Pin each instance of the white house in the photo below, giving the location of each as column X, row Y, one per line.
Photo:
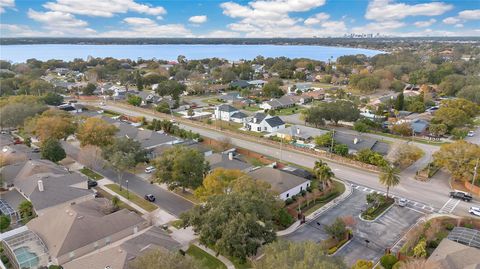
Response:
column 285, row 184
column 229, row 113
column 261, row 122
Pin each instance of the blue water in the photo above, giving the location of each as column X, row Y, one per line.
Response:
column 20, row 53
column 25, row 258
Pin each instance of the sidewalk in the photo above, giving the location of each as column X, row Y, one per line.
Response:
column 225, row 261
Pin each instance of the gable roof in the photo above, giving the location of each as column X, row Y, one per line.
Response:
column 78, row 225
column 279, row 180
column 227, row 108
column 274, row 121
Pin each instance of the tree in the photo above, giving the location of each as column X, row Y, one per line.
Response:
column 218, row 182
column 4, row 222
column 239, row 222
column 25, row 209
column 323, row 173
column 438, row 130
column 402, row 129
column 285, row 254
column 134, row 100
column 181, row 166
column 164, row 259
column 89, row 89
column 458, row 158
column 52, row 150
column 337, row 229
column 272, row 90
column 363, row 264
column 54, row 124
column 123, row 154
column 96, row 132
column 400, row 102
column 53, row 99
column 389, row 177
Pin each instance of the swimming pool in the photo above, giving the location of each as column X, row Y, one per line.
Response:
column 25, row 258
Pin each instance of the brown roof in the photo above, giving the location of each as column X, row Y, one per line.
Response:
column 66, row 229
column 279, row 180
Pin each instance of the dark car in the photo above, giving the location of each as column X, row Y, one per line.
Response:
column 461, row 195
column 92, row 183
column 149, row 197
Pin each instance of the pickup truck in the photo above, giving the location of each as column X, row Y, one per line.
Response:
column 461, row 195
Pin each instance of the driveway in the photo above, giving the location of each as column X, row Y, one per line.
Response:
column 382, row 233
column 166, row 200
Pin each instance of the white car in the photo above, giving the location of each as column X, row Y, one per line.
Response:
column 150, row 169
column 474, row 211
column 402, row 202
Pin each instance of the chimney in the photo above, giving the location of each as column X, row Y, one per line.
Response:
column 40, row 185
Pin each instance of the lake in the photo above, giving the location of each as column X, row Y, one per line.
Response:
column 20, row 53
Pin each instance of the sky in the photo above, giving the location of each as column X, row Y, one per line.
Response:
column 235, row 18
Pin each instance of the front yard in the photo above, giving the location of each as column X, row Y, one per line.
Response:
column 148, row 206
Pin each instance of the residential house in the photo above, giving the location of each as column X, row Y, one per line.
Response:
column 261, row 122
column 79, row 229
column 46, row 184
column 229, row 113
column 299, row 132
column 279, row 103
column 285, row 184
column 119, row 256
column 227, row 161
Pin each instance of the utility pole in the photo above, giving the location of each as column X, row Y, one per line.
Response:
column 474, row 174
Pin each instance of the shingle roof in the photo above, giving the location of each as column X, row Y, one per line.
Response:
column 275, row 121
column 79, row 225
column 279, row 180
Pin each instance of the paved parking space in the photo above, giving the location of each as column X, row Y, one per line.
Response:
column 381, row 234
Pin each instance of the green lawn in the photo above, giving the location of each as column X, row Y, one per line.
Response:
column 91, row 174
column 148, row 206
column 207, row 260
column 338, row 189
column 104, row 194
::::
WHAT THIS TASK INVOLVES: Revise all the records above by putting "Mark every" wherever "Pin each instance of" appears, with everything else left as it is. Omit the pictures from your answer.

THE SOLUTION:
Mark every the white house in the photo below, giving the location of each as column X, row Y, one per line.
Photo:
Response:
column 285, row 184
column 229, row 113
column 261, row 122
Mark every the blue water in the photo above, giving the location of each as column X, row Y, one per line.
Response:
column 20, row 53
column 25, row 258
Mark every the sidewalk in the photo above, giving the location of each as column X, row Y, one per line.
Response:
column 225, row 261
Mark every the gable roof in the photo above, giving the location of each as column X, row Y, one per line.
Response:
column 78, row 225
column 279, row 180
column 227, row 108
column 274, row 121
Mark every the tree in the photo above, giving the location of each as column X, row Y, one per line.
Response:
column 218, row 182
column 4, row 222
column 239, row 222
column 25, row 209
column 323, row 173
column 438, row 130
column 402, row 129
column 285, row 254
column 134, row 100
column 181, row 166
column 164, row 259
column 89, row 89
column 458, row 158
column 52, row 150
column 337, row 229
column 272, row 90
column 363, row 264
column 54, row 124
column 123, row 154
column 96, row 132
column 400, row 102
column 53, row 99
column 389, row 177
Mark every the swimming pool in the photo above, giving the location of each as column X, row Y, one per line.
Response:
column 25, row 258
Mark every the brown roof in the photo above, giving the location of each as column X, row Y, one per line.
Response:
column 66, row 229
column 279, row 180
Mark every the dark car in the photo above, giving the location of each as column X, row Y, one per line.
Response:
column 461, row 195
column 92, row 183
column 149, row 197
Mark every the pickup truck in the photo above, giving the location of each as column X, row Y, one per line.
Response:
column 461, row 195
Mark every the driveway in the photo above, giving the location of each as column X, row Y, one per line.
Response:
column 382, row 233
column 166, row 200
Mark every the white car in the photo above, giving the location of each as column X, row Y, one per line.
Response:
column 150, row 169
column 474, row 211
column 402, row 202
Mark every the chimney in the photo above, giving the location of each as column X, row Y, one per line.
Response:
column 40, row 185
Mark every the lake in the photo above, giving the location of each as column X, row Y, one per line.
Response:
column 20, row 53
Mark every the sky in the photo above, giving the location of each as column X, row Y, one per line.
Response:
column 235, row 18
Mark every the front yard in the photo above, giving the location of each as column X, row Y, one per line.
Response:
column 148, row 206
Mark every the residential house in the photo above, giving the location of each as column X, row Y, one per line.
Response:
column 261, row 122
column 79, row 229
column 46, row 184
column 229, row 113
column 299, row 132
column 279, row 103
column 285, row 184
column 119, row 256
column 227, row 161
Mark every the utility pole in the photo above, giving the location of each as column X, row Y, one per line.
Response:
column 474, row 174
Mark every the shingle roof in the photo above, giving the location of each as column X, row Y, one per line.
Response:
column 275, row 121
column 79, row 225
column 279, row 180
Mark every the paved parking space in the photo above, giving the location of each as column X, row Y, one per line.
Response:
column 381, row 234
Mark every the green lawn in the photo above, giving the location of each as column X, row Y, one per line.
Response:
column 91, row 174
column 148, row 206
column 207, row 260
column 338, row 189
column 104, row 194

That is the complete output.